_SHORT PROBLEM_
Copy out every one of the records below exactly as it appears, line for line.

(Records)
+ + + +
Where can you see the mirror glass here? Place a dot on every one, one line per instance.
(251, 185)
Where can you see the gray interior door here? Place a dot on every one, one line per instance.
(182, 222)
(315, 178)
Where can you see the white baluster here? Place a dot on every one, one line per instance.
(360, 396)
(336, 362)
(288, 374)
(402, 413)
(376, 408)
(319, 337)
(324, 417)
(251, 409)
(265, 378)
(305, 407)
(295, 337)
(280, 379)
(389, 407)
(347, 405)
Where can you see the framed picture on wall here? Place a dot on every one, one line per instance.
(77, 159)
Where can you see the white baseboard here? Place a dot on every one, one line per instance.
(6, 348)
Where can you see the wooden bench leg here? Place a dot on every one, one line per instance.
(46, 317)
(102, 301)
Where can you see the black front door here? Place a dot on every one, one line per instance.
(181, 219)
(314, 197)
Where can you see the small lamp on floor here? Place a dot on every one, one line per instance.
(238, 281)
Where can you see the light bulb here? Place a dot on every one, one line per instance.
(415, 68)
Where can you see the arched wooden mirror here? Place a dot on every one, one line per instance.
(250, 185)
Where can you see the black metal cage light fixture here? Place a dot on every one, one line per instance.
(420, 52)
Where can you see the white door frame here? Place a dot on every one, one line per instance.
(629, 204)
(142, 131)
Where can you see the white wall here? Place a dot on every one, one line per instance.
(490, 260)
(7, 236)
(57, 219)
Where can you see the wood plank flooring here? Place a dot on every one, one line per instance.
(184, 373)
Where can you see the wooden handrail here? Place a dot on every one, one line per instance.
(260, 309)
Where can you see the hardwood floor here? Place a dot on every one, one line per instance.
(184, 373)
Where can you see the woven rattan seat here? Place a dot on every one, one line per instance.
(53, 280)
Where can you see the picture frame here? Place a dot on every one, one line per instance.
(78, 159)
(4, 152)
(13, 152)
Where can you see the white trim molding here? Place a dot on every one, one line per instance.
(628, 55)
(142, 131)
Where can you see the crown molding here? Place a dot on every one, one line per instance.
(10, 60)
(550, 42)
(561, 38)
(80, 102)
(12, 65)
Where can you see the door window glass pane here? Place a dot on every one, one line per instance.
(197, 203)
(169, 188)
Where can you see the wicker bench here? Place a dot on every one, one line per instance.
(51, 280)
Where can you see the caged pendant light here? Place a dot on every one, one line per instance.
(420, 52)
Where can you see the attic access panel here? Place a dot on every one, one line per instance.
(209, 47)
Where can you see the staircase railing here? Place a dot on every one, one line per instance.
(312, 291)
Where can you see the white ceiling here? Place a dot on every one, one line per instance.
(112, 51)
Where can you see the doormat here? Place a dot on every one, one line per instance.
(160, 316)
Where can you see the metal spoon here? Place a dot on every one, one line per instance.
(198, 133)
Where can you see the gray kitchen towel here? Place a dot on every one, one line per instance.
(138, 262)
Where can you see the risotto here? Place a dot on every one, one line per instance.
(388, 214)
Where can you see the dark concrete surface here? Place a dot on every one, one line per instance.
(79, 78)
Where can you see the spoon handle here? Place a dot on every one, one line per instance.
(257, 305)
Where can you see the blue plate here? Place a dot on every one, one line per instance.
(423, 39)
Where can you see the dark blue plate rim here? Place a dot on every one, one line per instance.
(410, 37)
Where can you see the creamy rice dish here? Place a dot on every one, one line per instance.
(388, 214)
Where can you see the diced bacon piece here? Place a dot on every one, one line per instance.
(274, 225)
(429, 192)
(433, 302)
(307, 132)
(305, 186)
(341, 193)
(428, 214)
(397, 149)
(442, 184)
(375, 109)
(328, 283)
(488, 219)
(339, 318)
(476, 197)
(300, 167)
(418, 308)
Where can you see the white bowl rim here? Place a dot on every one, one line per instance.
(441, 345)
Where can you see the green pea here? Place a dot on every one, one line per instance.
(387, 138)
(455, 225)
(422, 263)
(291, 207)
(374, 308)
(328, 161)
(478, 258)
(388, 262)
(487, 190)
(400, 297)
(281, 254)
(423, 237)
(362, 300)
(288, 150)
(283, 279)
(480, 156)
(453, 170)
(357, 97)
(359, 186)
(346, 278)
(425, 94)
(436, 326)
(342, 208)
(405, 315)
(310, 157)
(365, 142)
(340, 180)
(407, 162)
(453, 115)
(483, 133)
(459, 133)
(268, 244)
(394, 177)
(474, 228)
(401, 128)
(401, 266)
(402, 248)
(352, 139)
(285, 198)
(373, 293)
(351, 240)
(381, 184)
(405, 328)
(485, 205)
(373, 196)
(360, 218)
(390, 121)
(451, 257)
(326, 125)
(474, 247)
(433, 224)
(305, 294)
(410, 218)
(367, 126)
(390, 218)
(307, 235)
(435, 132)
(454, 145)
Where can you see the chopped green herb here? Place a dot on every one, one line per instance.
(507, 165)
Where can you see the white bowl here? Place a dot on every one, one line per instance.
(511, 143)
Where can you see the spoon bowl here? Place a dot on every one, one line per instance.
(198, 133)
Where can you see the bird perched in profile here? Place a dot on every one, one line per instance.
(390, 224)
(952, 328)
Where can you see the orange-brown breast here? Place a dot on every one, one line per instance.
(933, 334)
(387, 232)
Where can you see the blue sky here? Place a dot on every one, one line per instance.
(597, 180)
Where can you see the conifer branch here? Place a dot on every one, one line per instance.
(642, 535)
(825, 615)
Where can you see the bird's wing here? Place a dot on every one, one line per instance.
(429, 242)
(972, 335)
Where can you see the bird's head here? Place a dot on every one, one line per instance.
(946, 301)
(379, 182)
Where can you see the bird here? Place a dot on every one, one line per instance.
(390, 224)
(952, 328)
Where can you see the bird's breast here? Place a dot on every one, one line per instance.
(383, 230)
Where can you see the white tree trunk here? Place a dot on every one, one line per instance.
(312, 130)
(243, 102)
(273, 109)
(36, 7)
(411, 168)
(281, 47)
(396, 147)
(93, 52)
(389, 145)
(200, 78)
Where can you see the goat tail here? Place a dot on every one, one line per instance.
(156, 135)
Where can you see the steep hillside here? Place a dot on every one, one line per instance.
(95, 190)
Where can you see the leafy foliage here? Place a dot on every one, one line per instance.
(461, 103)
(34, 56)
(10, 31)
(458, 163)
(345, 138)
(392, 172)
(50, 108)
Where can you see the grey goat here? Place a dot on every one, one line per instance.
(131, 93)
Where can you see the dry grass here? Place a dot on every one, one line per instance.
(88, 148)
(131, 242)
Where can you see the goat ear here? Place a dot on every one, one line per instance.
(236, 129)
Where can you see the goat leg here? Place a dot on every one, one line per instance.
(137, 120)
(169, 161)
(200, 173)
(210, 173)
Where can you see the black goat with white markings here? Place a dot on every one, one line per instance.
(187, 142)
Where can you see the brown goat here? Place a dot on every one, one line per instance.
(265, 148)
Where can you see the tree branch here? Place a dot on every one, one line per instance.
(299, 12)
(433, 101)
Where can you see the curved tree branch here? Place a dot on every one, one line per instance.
+ + + +
_WRITTEN REPLY_
Where can you see the mirror glass here? Place a dot on every one, one line per instance.
(251, 185)
Where can you see the gray interior door here? Place a dot on every one, one line per instance.
(182, 222)
(315, 178)
Where can you see the white baluster here? Place a dot on every one, one line per instance.
(360, 396)
(336, 362)
(288, 374)
(402, 413)
(376, 408)
(319, 337)
(324, 417)
(251, 409)
(265, 378)
(305, 407)
(295, 337)
(280, 379)
(389, 407)
(347, 405)
Where can you see the framed picture on wall here? Place a dot on every one, one line per instance.
(77, 159)
Where can you see the white baseboard here? Place a dot on every one, one line per instance.
(6, 348)
Where can you see the wooden bench leg here? Place a dot on every one, one line per instance.
(46, 317)
(102, 301)
Where can you see the black front door here? Place a dot on every one, one line per instance.
(181, 219)
(314, 197)
Where can you see the small lamp on floor here? Place a dot on every one, one line per instance.
(238, 281)
Where can you see the light bulb here? Place a dot on every one, one line per instance.
(415, 68)
Where can you see the arched wooden mirror here? Place a dot on every one, one line per instance.
(250, 185)
Where can you see the black metal cage light fixture here? Place a dot on every one, one line per instance.
(420, 52)
Where can you see the white door frame here? Place a dot on every one, one line per instance.
(629, 204)
(142, 131)
Where can you see the white wall here? Place a dot on every one, one line per instance.
(490, 260)
(7, 236)
(57, 219)
Where can you see the wood plank flooring here? Place a dot on every one, one line per instance.
(184, 373)
Where can you see the wooden handrail here? Place a dot on every one, one line per instance.
(260, 309)
Where can you see the hardwood floor here? Place a dot on every one, one line per instance.
(184, 373)
Where can you see the woven rattan seat here? Place a dot on every one, one line per instance.
(53, 280)
Where can you see the picture frame here? Place a dot on every one, one line per instance.
(78, 159)
(4, 152)
(13, 152)
Where can you see the white trim molding here? Place a dot on every one, one line per instance.
(628, 55)
(142, 131)
Where can you see the crown molding here? Place a dot on every one, one line per instance.
(10, 60)
(550, 42)
(561, 38)
(80, 102)
(12, 65)
Where can you see the door window glass pane here? Place a dot on every one, one line per instance.
(197, 203)
(169, 188)
Where can you see the wicker bench here? Place a dot on every one, one line per instance.
(51, 280)
Where can you see the caged pendant light here? Place a dot on every one, one line per instance.
(420, 52)
Where can you see the attic access panel here? Place a dot on every one, one line per instance.
(209, 47)
Where can you see the staircase railing here? Place a dot on every one, one line per instance.
(312, 291)
Where can you see the white ceiling here? Place a dot on every one, one line per instance.
(112, 51)
Where can you see the doormat here? Place a dot on every one, one line per instance.
(160, 316)
Where can you see the metal spoon here? Place a dot on every one, one line per instance.
(198, 133)
Where can you see the gray kitchen towel here? Place a dot on every one, one line per instance.
(138, 262)
Where can you see the risotto here? Place a dot on every one, one line per instance.
(388, 214)
Where can you see the dark concrete surface here? Place a dot on every one, one line per instance.
(79, 78)
Where can you see the spoon handle here? Place a dot on every one, one line per instance.
(257, 305)
Where can you see the blue plate here? Place a dot on every one, one line per instance.
(423, 39)
Where can you see the dark blue plate rim here? Place a dot on every one, one line per instance.
(410, 37)
Where can you see the creamy rice dish here? Place a dot on every one, one line per instance.
(388, 214)
Where can you see the diced bacon piece here? Place a dot on every one, one line per instance.
(274, 225)
(429, 192)
(433, 302)
(307, 132)
(305, 186)
(341, 193)
(428, 214)
(397, 149)
(442, 184)
(375, 109)
(328, 283)
(488, 219)
(339, 318)
(476, 197)
(300, 167)
(418, 308)
Where can you see the white bowl rim here? Place a dot on every one, one line per instance.
(441, 345)
Where can you see the green pea here? Place a dot on every one, one line per instance.
(387, 138)
(455, 225)
(422, 263)
(291, 207)
(374, 308)
(328, 161)
(478, 258)
(388, 262)
(487, 190)
(400, 297)
(281, 254)
(423, 237)
(362, 300)
(288, 150)
(283, 279)
(480, 156)
(453, 170)
(357, 97)
(359, 186)
(346, 278)
(425, 94)
(436, 326)
(342, 208)
(405, 315)
(310, 157)
(365, 142)
(340, 180)
(407, 162)
(453, 115)
(483, 133)
(459, 133)
(268, 244)
(394, 177)
(474, 228)
(401, 128)
(401, 266)
(402, 248)
(352, 139)
(285, 198)
(373, 293)
(351, 240)
(381, 184)
(405, 328)
(485, 205)
(373, 196)
(360, 218)
(390, 121)
(451, 257)
(326, 125)
(474, 247)
(433, 224)
(305, 294)
(410, 218)
(367, 126)
(390, 218)
(307, 235)
(435, 132)
(454, 145)
Where can you see the chopped green herb here? Place a dot on every one, one line per instance.
(507, 165)
Where can you see the white bowl here? Place a dot on every one, one line per instance.
(511, 143)
Where can you see the spoon bowl here? Place a dot on every one, one line per instance.
(198, 133)
Where can you see the bird perched in profile here? Place a dot on every one, one line per instance.
(390, 224)
(952, 328)
Where can you see the orange-brown breast here? Place a dot on every one, one line per instance.
(933, 334)
(387, 232)
Where can you see the blue sky here? Place a dot on every one, one line per instance.
(597, 180)
Where can you see the conifer branch here? Place a dot on every one, one line per instance.
(642, 535)
(825, 615)
Where can you see the bird's wing here? Place a dot on every one, one line per instance.
(429, 242)
(972, 335)
Where can you see the bird's head here? Place a dot on every one, one line per instance.
(946, 301)
(379, 182)
Where can you see the bird here? Place a dot on every one, one line per instance.
(390, 224)
(952, 328)
Where can you see the bird's breast here? Place a dot on every one, one line per instance.
(383, 230)
Where can you see the white tree trunk here? Place a dot on every one, one line per instance.
(312, 130)
(243, 102)
(273, 109)
(36, 7)
(411, 168)
(281, 47)
(396, 147)
(93, 52)
(389, 145)
(200, 78)
Where can you see the goat tail here? Place a dot on every one, one line per instance.
(156, 135)
Where can you see the steep hillside here? Place a dot on every one, one line per instance.
(95, 190)
Where can you see the leafy foliage here? Place a dot on every one, one line per instance.
(461, 103)
(34, 56)
(10, 31)
(458, 163)
(345, 138)
(392, 172)
(50, 108)
Where can you see the grey goat here? Place a dot on every one, one line per instance.
(131, 93)
Where can you see the dry grass here? Place a dot on every one, one line per instance.
(88, 148)
(131, 242)
Where can you see the goat ear here? Place a dot on every one, one line per instance.
(236, 129)
Where can you see the goat leg here? Place a dot on every one, one line per instance.
(137, 120)
(169, 161)
(200, 173)
(210, 173)
Where can you see the black goat with white markings here? Place a dot on every one, one line per instance.
(187, 142)
Where can you see the brown goat here? Place a dot on every one, one line per instance.
(265, 148)
Where can you see the tree branch here? Place a dot on every one, one line per instance.
(299, 12)
(433, 101)
Where can you see the curved tree branch here? Place a dot on every one, one line per instance.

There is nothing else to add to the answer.